▸ **INSTRUCTION**: Transcribe each line exactly.

▸ **INPUT DATA**:
┄┄┄┄┄┄┄┄┄┄┄┄┄┄┄┄┄┄┄┄

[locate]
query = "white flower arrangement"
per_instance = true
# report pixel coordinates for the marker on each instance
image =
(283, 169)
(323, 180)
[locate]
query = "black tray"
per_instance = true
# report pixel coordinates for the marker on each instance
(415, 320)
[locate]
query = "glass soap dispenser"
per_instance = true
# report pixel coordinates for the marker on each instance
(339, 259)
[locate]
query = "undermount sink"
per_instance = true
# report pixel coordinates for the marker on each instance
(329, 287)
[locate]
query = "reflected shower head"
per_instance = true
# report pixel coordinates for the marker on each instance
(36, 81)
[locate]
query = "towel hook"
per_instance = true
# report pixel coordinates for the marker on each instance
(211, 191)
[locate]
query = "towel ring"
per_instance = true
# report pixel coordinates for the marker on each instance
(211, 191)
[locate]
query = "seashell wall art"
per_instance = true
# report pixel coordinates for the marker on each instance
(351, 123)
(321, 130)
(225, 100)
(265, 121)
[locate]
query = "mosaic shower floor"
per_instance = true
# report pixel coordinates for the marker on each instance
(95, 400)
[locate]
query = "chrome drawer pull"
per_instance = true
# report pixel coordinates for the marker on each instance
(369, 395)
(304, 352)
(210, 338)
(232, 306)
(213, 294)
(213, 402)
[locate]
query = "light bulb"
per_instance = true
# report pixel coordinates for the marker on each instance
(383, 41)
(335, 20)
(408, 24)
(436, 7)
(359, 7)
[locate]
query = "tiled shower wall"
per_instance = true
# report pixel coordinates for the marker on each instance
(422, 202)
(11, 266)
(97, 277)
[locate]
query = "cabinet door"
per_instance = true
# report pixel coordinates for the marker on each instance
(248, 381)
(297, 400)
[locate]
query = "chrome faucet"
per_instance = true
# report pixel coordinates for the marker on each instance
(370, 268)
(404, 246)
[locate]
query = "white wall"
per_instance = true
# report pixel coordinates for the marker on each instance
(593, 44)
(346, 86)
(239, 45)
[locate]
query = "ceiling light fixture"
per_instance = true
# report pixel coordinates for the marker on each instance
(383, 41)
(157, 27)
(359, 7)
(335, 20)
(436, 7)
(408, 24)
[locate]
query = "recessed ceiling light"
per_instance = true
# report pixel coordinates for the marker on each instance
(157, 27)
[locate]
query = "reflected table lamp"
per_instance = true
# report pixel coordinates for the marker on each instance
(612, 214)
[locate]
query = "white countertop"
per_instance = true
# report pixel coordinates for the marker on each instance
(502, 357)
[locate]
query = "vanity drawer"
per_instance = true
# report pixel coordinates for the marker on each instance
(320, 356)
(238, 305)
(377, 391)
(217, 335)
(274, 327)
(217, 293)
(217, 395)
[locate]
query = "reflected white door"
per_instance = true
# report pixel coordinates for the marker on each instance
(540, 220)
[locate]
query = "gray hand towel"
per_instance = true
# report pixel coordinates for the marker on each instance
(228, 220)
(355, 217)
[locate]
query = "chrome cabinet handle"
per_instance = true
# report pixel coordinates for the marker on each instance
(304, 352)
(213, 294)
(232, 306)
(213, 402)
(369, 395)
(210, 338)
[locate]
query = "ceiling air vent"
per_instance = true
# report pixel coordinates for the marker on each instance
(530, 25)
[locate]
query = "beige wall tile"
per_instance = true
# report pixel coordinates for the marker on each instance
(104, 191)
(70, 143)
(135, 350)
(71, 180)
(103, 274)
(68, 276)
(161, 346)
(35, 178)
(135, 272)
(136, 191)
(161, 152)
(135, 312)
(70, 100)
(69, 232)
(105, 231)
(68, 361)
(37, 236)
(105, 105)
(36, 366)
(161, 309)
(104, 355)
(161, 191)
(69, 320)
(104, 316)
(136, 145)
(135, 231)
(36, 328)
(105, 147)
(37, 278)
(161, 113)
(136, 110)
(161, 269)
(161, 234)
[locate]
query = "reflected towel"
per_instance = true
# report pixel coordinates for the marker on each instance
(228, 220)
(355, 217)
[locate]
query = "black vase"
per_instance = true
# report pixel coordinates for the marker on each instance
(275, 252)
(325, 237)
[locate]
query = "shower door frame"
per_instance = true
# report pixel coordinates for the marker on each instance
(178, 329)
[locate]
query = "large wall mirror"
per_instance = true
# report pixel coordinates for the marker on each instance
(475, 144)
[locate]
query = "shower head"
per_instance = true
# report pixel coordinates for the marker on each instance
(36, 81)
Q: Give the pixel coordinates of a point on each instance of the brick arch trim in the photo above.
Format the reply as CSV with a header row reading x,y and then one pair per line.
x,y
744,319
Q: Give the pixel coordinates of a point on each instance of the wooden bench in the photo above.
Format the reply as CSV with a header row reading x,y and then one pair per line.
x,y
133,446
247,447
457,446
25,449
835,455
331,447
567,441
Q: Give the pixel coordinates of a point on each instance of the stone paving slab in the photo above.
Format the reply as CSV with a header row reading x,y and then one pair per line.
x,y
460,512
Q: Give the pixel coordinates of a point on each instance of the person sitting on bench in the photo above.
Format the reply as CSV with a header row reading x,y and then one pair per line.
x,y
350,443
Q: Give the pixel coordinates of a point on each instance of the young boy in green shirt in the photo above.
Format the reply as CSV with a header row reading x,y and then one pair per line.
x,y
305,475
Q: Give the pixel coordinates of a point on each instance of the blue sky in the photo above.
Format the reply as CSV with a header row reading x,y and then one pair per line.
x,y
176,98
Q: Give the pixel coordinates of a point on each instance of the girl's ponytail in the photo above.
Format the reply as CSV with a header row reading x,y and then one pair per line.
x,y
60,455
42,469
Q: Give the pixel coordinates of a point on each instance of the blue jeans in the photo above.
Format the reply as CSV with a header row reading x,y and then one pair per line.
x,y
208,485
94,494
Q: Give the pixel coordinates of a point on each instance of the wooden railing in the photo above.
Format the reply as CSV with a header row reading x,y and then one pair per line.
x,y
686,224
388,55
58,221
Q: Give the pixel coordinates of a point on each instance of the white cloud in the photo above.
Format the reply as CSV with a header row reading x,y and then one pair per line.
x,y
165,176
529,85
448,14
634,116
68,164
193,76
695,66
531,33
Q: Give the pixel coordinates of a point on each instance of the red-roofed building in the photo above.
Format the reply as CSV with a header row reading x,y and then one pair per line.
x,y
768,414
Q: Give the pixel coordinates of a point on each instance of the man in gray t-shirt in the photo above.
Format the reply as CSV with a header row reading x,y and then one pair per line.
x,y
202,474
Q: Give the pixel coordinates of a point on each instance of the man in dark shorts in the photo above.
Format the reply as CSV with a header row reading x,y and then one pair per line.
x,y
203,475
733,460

┄┄┄┄┄┄┄┄┄┄┄┄┄┄┄┄┄┄┄┄

▸ **COMPLETE OUTPUT**:
[locate]
query = "white flower arrangement"
per_instance = true
# report pixel coordinates for the marker on each instance
image =
(283, 169)
(323, 180)
[locate]
query = "black tray"
per_instance = true
# report pixel coordinates for the marker on each instance
(415, 320)
[locate]
query = "glass soap dispenser"
per_instance = true
# report pixel coordinates for the marker on each instance
(339, 259)
[locate]
query = "undermount sink"
per_instance = true
# report pixel coordinates for the marker on each instance
(329, 287)
[locate]
query = "reflected shower head"
per_instance = true
# report pixel coordinates for the marker on each instance
(36, 81)
[locate]
query = "towel hook"
per_instance = true
# report pixel coordinates for the marker on each instance
(211, 191)
[locate]
query = "towel ring"
per_instance = true
# report pixel coordinates for the marker on each instance
(211, 191)
[locate]
query = "seashell wall art"
per_instance = true
# report pixel coordinates for the marker on each instance
(351, 123)
(321, 130)
(225, 100)
(265, 121)
[locate]
query = "mosaic shower floor"
per_instance = true
# report pixel coordinates for the marker on each instance
(95, 400)
[locate]
query = "chrome drawer pull"
per_instance = true
# report pixel coordinates for the marker on each instance
(369, 395)
(304, 352)
(210, 338)
(232, 306)
(213, 294)
(213, 402)
[locate]
query = "light bulb"
per_instance = true
# report pixel coordinates for the marker on each instance
(383, 41)
(335, 20)
(408, 24)
(436, 7)
(359, 7)
[locate]
query = "tiled shower wall"
per_instance = true
# report pixel coordinates for the marker on each instance
(422, 202)
(11, 266)
(97, 277)
[locate]
query = "cabinet door"
per_instance = true
# report pixel coordinates for the marker on each instance
(248, 381)
(297, 400)
[locate]
query = "chrome faucet"
per_instance = true
# report pixel coordinates for the marker on each instance
(370, 268)
(404, 246)
[locate]
query = "white wall"
per_instance = true
# report pixel coordinates for the marker on each instance
(593, 44)
(346, 86)
(239, 45)
[locate]
query = "ceiling light fixture"
per_instance = true
# report pixel coordinates for the marker on each instance
(383, 41)
(157, 27)
(359, 7)
(335, 20)
(436, 7)
(408, 24)
[locate]
query = "recessed ceiling light"
per_instance = true
# report pixel coordinates for the marker on each instance
(157, 27)
[locate]
query = "reflected table lamp"
per_instance = true
# report pixel coordinates for the marker on each instance
(612, 214)
[locate]
query = "white countertop"
per_instance = true
# report pixel coordinates for the marker on each instance
(502, 357)
[locate]
query = "vanity drawer"
per_instance = true
# report pixel coordinates for the marker on each instance
(320, 356)
(238, 305)
(377, 391)
(217, 335)
(274, 327)
(217, 293)
(217, 395)
[locate]
query = "reflected white door"
per_instance = true
# report pixel coordinates for the marker on each instance
(540, 220)
[locate]
query = "gray hand towel"
per_instance = true
# report pixel coordinates for the marker on each instance
(228, 220)
(355, 217)
[locate]
query = "chrome cabinet handle"
per_instance = true
# report pixel coordinates for the marker on each instance
(304, 352)
(213, 294)
(232, 306)
(213, 402)
(369, 395)
(210, 338)
[locate]
query = "ceiling air vent"
per_instance = true
# report pixel coordinates for the marker on each instance
(530, 25)
[locate]
query = "beige wall tile"
per_instance = true
# report pixel coordinates for the marker on each instance
(104, 191)
(70, 143)
(135, 350)
(71, 180)
(103, 274)
(68, 276)
(161, 346)
(35, 178)
(135, 272)
(136, 191)
(161, 152)
(135, 312)
(70, 100)
(69, 232)
(105, 231)
(68, 361)
(37, 236)
(105, 105)
(36, 366)
(161, 309)
(104, 355)
(161, 191)
(69, 320)
(104, 316)
(136, 145)
(135, 231)
(36, 328)
(105, 147)
(37, 278)
(161, 113)
(136, 110)
(161, 269)
(161, 234)
[locate]
query = "reflected towel"
per_instance = true
# report pixel coordinates for the marker on each instance
(228, 220)
(355, 217)
[locate]
query = "black vase"
per_instance = true
# report pixel coordinates for the marker on each instance
(275, 252)
(325, 237)
[locate]
query = "shower door frame"
per_instance = true
# report pixel coordinates for the marker on each instance
(178, 329)
[locate]
query = "large wall mirror"
per_instance = true
# report pixel coordinates for the marker on each instance
(475, 144)
[locate]
query = "shower head"
per_instance = true
# report pixel coordinates for the marker on each instance
(36, 81)
Q: Give the pixel coordinates of a point on each instance of the brick arch trim in the photo above.
Format the reply as CSV with a header row reading x,y and then one pair per line.
x,y
744,319
Q: Give the pixel coordinates of a point on each instance of the wooden bench in the photo above.
Format the reply as CSV with a header row reading x,y and then one pair per line.
x,y
133,446
247,447
457,446
25,449
835,455
331,447
567,441
Q: Give the pixel coordinates of a point on each instance of the stone paving slab in the photo above.
Format the reply as CSV with a header row reading x,y and then one pair per line.
x,y
460,512
Q: Give the pixel coordinates of a point on each instance of the person sitting on bench in the photo above.
Format the reply as CSV with a header row reading x,y and then one pair per line.
x,y
350,443
Q: Give the pixel coordinates of a point on each instance of the young boy in green shirt in the photo above.
Format the reply as CSV with a header row reading x,y and then one pair per line.
x,y
305,475
Q: Give the pixel coordinates of a point on each instance of the blue sky in the photo above.
Format the reply as CSV with a header row reading x,y and then one pair per line.
x,y
176,98
Q: Give the pixel coordinates of a point on each instance of the girl's ponytail in the photo above.
Format the reply as CSV with a header row reading x,y and then one pair per line.
x,y
60,455
42,469
Q: Give the pixel coordinates of a point on each instance of the blue jeans in the photo above.
Format the reply as CSV with a header row reading x,y and then one pair per line.
x,y
208,485
94,494
Q: Give the pixel coordinates of a point on each instance of the wooden railing in the photo above.
Format the reply as CSV with a header row reading x,y and then one pair per line.
x,y
686,224
388,55
58,221
Q: Give the pixel coordinates of a point on each instance of the white cloud in the photo above.
Format the reply as CSV with a header row reading x,y and then one pair per line.
x,y
165,176
529,85
448,14
634,116
68,164
193,76
695,66
531,33
Q: Give the pixel coordinates of a point on each instance of the red-roofed building in the photo above.
Format the reply as CSV with a header row reading x,y and then one pair per line.
x,y
768,414
Q: Give the pixel coordinates of a point on each instance of the man in gray t-shirt in the photo above.
Format the reply as CSV with a header row reading x,y and then one pair per line.
x,y
202,474
Q: Give the pixel coordinates of a point on each instance of the man in dark shorts in the photo above.
Format the reply as CSV with a header row reading x,y and then one pair per line.
x,y
203,475
733,460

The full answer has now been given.